◆ **WORK ORDER**: Output the entries that follow, word for word.
----
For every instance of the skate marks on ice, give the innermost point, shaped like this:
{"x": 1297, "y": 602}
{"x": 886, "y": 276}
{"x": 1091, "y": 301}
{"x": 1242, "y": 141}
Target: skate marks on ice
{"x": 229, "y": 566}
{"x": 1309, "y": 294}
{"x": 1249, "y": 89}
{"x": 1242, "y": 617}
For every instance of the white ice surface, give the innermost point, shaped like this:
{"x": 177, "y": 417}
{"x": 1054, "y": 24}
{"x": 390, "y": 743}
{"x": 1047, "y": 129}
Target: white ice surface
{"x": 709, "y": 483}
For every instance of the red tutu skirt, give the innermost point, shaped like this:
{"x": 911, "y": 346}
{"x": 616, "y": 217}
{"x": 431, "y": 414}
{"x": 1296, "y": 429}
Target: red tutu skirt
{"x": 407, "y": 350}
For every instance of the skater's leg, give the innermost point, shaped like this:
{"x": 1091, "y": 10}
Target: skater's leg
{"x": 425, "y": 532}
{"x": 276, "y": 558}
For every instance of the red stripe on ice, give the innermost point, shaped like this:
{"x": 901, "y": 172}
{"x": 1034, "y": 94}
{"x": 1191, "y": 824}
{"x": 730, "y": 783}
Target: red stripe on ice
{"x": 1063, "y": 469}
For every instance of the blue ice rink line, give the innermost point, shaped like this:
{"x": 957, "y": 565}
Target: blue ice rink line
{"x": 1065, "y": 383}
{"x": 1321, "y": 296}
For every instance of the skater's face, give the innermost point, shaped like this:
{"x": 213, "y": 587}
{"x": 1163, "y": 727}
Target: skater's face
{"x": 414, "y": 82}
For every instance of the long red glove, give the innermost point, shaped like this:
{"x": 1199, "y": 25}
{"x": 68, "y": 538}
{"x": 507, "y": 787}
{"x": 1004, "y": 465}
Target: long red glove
----
◆ **ANSWER FOR THIS EXERCISE**:
For every instance of the skate marks on ice, give the innermost point, shaped like this:
{"x": 1297, "y": 602}
{"x": 886, "y": 276}
{"x": 1091, "y": 301}
{"x": 1242, "y": 141}
Target: skate marks on ice
{"x": 229, "y": 566}
{"x": 1309, "y": 294}
{"x": 1249, "y": 89}
{"x": 1242, "y": 617}
For every instance of the white ice surface, give the innermost point, shaped like this:
{"x": 177, "y": 417}
{"x": 1054, "y": 24}
{"x": 390, "y": 743}
{"x": 1047, "y": 129}
Target: white ice surface
{"x": 709, "y": 483}
For every instance of the red tutu skirt, give the innermost point, shaped like this:
{"x": 911, "y": 346}
{"x": 616, "y": 217}
{"x": 431, "y": 414}
{"x": 1296, "y": 429}
Target: red tutu skirt
{"x": 407, "y": 350}
For every instance of the skater's leg, give the innermost point, shaped like this:
{"x": 1091, "y": 10}
Target: skater's leg
{"x": 425, "y": 532}
{"x": 276, "y": 558}
For every instance of the red stripe on ice, give the innermost point, shaped like this:
{"x": 901, "y": 172}
{"x": 1034, "y": 94}
{"x": 1191, "y": 824}
{"x": 730, "y": 783}
Target: red stripe on ice
{"x": 1063, "y": 469}
For every instance of the blue ice rink line, give the innermost point, shaped like this:
{"x": 957, "y": 565}
Target: blue ice rink line
{"x": 1065, "y": 383}
{"x": 1321, "y": 296}
For every instance of the skater's face, give the innermost point, shaped like this:
{"x": 213, "y": 587}
{"x": 1163, "y": 727}
Target: skater's face
{"x": 414, "y": 82}
For every instance of the long red glove, give the innermost point, shaped like this:
{"x": 1199, "y": 25}
{"x": 68, "y": 538}
{"x": 507, "y": 787}
{"x": 1004, "y": 465}
Target: long red glove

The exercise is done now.